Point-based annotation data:

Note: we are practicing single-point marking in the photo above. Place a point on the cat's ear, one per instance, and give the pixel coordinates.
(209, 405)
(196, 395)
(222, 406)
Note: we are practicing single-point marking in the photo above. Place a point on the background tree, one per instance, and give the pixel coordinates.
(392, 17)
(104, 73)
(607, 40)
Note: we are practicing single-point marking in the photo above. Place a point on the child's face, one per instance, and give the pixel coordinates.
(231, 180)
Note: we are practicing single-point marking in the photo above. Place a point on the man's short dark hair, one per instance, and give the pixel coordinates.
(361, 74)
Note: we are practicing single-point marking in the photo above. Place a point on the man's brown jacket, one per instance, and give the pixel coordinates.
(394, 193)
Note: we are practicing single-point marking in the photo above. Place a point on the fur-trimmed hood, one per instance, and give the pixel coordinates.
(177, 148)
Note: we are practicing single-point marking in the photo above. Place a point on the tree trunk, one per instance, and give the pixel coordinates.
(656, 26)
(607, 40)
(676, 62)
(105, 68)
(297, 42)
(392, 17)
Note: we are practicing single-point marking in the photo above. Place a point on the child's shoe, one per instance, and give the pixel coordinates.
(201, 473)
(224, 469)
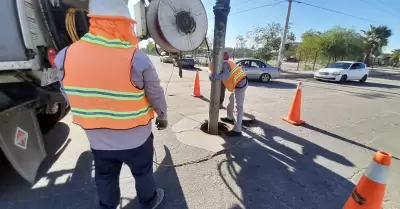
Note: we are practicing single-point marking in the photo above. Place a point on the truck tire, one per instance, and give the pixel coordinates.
(47, 121)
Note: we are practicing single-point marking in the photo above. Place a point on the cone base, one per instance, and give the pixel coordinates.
(297, 122)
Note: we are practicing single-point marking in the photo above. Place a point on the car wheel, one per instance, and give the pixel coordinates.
(363, 79)
(343, 79)
(265, 77)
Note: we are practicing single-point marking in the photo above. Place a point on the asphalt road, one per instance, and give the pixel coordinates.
(282, 166)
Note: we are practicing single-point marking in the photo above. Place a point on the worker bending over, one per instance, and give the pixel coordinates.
(113, 90)
(235, 81)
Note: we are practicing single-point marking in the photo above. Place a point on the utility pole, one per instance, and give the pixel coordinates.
(221, 11)
(283, 41)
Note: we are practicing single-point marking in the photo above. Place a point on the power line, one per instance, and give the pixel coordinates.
(334, 11)
(262, 6)
(380, 7)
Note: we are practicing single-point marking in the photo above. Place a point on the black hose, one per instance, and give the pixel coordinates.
(155, 46)
(208, 48)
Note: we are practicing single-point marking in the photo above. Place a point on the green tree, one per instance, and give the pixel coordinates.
(267, 40)
(395, 56)
(374, 39)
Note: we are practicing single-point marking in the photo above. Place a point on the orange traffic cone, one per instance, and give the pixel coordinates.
(196, 90)
(295, 109)
(370, 190)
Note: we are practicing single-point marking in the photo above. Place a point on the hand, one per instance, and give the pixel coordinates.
(161, 124)
(214, 77)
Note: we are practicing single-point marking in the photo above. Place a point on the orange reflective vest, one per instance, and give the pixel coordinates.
(98, 85)
(236, 75)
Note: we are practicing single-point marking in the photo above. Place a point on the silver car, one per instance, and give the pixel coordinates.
(258, 70)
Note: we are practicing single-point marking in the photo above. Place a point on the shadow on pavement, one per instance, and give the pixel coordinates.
(167, 179)
(276, 169)
(273, 85)
(372, 84)
(369, 93)
(333, 135)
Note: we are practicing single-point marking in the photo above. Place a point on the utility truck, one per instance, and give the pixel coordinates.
(33, 31)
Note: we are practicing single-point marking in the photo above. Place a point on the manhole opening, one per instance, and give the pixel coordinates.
(222, 128)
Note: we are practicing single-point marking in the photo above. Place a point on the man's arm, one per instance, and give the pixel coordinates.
(144, 75)
(225, 71)
(60, 57)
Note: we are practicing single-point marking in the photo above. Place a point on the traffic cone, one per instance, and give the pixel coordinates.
(295, 109)
(370, 190)
(196, 90)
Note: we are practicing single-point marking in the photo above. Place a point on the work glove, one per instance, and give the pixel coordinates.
(161, 123)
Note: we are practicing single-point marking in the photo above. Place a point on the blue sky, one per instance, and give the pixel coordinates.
(304, 17)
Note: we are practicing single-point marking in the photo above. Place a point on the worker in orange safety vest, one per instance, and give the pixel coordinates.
(235, 81)
(114, 90)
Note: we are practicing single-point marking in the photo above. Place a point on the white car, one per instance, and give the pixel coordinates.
(258, 70)
(343, 71)
(165, 58)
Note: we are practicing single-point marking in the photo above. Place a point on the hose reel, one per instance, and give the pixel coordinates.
(177, 25)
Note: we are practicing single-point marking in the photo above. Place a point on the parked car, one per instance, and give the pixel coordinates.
(187, 61)
(165, 58)
(343, 71)
(258, 70)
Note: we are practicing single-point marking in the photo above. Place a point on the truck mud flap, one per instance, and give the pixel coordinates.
(21, 140)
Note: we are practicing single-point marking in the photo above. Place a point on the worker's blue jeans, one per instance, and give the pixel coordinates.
(108, 165)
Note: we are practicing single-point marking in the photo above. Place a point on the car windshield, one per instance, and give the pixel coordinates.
(342, 65)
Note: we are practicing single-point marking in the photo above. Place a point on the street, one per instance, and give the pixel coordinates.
(315, 165)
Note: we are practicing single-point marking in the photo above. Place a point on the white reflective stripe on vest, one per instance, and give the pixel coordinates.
(377, 172)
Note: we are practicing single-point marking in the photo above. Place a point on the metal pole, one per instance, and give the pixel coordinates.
(221, 11)
(283, 42)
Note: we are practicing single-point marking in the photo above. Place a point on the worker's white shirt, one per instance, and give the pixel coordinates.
(144, 76)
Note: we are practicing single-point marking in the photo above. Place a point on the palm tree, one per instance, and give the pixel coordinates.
(375, 38)
(395, 56)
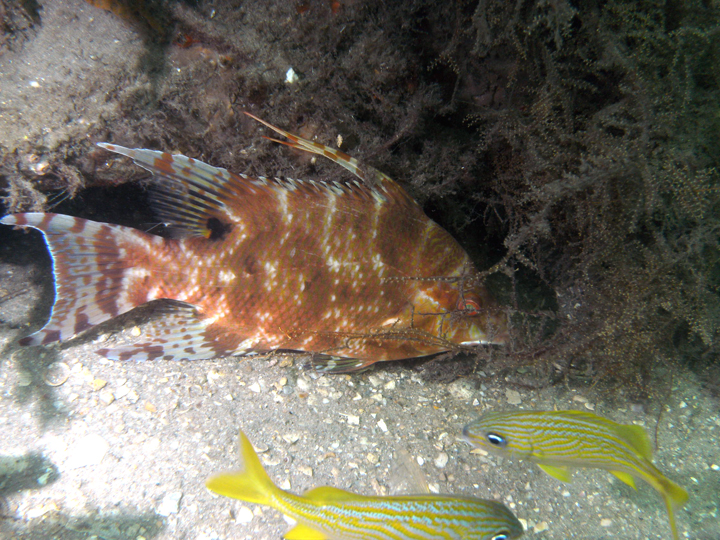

#### EXERCISE TASK:
Copy every line of the entries above word for word, leaving out the pictures.

#### TASK OUTPUT:
Note: we are practicing single-point marking in the photo above. Place a point on the cat's ear, one per instance, and give the pixel coordinates.
(209, 405)
(196, 395)
(222, 406)
Note: we are practicing single-point marking in the photo above. Place a point on the background tree, one per instance, and give the pixel coordinates.
(392, 17)
(104, 73)
(607, 40)
Note: we are practicing single-point marking in the photo above. Place a point on the child's face, one per instance, and give the pixel coordinates.
(231, 180)
Note: we are practicing single-point marking in the photo above. Place a point on the man's short dark hair, one per instance, and give the pixel coordinates.
(361, 74)
Note: we are practicing single-point marking in the photo above. Place a point on the man's brown jacket, one per instance, and give the pixel coordinates.
(394, 193)
Note: we are practicing single-point marking in the photo above. Place a point on the fur-trimmed hood, one per instance, and give the pixel coordinates.
(177, 148)
Note: we are practicing single-point marking in the photo above. Place a point on the tree trunk, one per instance, and give the pixel coordinates.
(656, 26)
(607, 40)
(676, 62)
(105, 68)
(297, 42)
(392, 17)
Note: we are practicing single-point marking in the photo above. Place a point on the child's shoe, one per instance, and give the pixel coordinates.
(201, 473)
(224, 469)
Note: we are practicing single-point marking in the photo above. Place a point on the truck tire, one per instance, and give the pixel coordinates.
(47, 121)
Note: we are practicing single-point marking in the photo above. Place a point on the cone base, one per instance, and give the pixel coordinates.
(297, 122)
Note: we are practicing single-point marking in the photo above. Place a point on the car wheel, one per instance, and give the pixel coordinates.
(363, 79)
(343, 79)
(265, 77)
Note: we are practicing single-point marking in the photo above. Place a point on the asphalt road, one per instance, and give the pixel coordinates.
(282, 166)
Note: we are practicing single-point marking in the photo above. Place a point on the worker bending over, one per instance, and give the pixel coordinates.
(113, 90)
(235, 81)
Note: we are practicing single-point marking in the photo above. Place a point on the utility pole, one per instance, and give the pixel coordinates.
(221, 11)
(283, 41)
Note: we are practicing single-point marking in the photo above. Place a point on the power line, one per instance, and give the pixel coordinates.
(334, 11)
(262, 6)
(380, 7)
Note: we are practicing single-point marking in the photo above. Place a point on the black hose, one per instance, and give the pixel coordinates.
(155, 46)
(208, 48)
Note: we are practicing single-point marking in the photo above. Place a point on the green tree, one per instance, and give the pixel coordinates.
(267, 40)
(395, 56)
(374, 39)
Note: we are practicing single-point marking in the photo above. Place a point on the orange traffic cone, one per instance, and give the pixel coordinates.
(196, 90)
(295, 109)
(370, 190)
Note: we are practicing single-point marking in the photo above. Place a point on the hand, one per instance, and give the pixel coordinates.
(161, 124)
(214, 77)
Note: we are practicing single-point marking in the photo above. Place a point on the orange reflective vest, one per instance, and give the pixel coordinates.
(98, 85)
(236, 75)
Note: we are practicing single-point marking in the photo above. Place a point on the silver car, one per instance, and give the pixel coordinates.
(258, 70)
Note: we are practicing single-point marking in the photo above. Place a point on the shadow on pavement, one per instance, and give the pixel coordinates.
(167, 179)
(276, 169)
(273, 85)
(372, 84)
(369, 93)
(333, 135)
Note: we are practicing single-point marking in the photo above. Place a point on the utility truck, one per instance, and give the pixel coordinates.
(33, 31)
Note: we are practicing single-point marking in the photo above. Place a point on the manhole opening, one per instance, and give the pixel coordinates.
(222, 128)
Note: we are practicing single-point marking in the photo above. Place a point on the man's arm, one per instance, and give the pixel coordinates.
(144, 75)
(225, 71)
(60, 57)
Note: we are practicing single-point marking in the photo above. Place a point on the traffic cone, one per instance, and give the pixel coordinates.
(295, 109)
(370, 190)
(196, 90)
Note: we are practicing single-point marking in the photo above. Place a point on the work glove, one per instance, and give the pixel coordinates.
(161, 123)
Note: we are practicing single-point marking in the photo above. Place a point on the blue sky, one per instance, and give the pixel coordinates.
(304, 17)
Note: we are practicing single-point marking in the photo above. Place a point on the worker in orange safety vest, one per instance, and give the pixel coordinates.
(235, 81)
(114, 90)
Note: we are practicing single-point marking in the photo above. Place a point on the white car, one per instance, and give the pixel coordinates.
(258, 70)
(343, 71)
(165, 58)
Note: we are practicing single-point marking in the photo above. Place a point on the hose reel, one per instance, and give the pixel coordinates.
(177, 25)
Note: we are practicing single-point marking in the photo above. Place a point on the parked car, one per instance, and give the pixel coordinates.
(187, 61)
(165, 58)
(343, 71)
(258, 70)
Note: we are practicing single-point marking in the photo above. Place a point on the truck mud flap, one per instance, and give the pixel coordinates.
(21, 140)
Note: we are practicing single-point marking in the photo above. Place a point on the worker's blue jeans, one per instance, and give the pixel coordinates.
(108, 165)
Note: we are practicing single-point marking in the photo above. Place a point on the car windshield, one per instance, and give the pixel coordinates.
(342, 65)
Note: we are practicing single-point marking in the photo above. Place a point on the street, one per instance, and give the pixel coordinates.
(315, 165)
Note: we are practicing single-point marking in the photo above. Place a point on the white reflective stripe on vest, one per instance, and give the pixel coordinates.
(377, 172)
Note: we are practicing single-point marking in the photo above. Place a point on the metal pole, one per instance, and give the pixel coordinates.
(221, 11)
(283, 42)
Note: we are practicing single-point marking in the photo above. Place a point on the worker's white shirt, one per instance, and give the pixel coordinates.
(144, 76)
Note: we are practicing single-point marking in the photo above. Place a point on the palm tree, one per instance, and give the pixel coordinates.
(375, 38)
(395, 56)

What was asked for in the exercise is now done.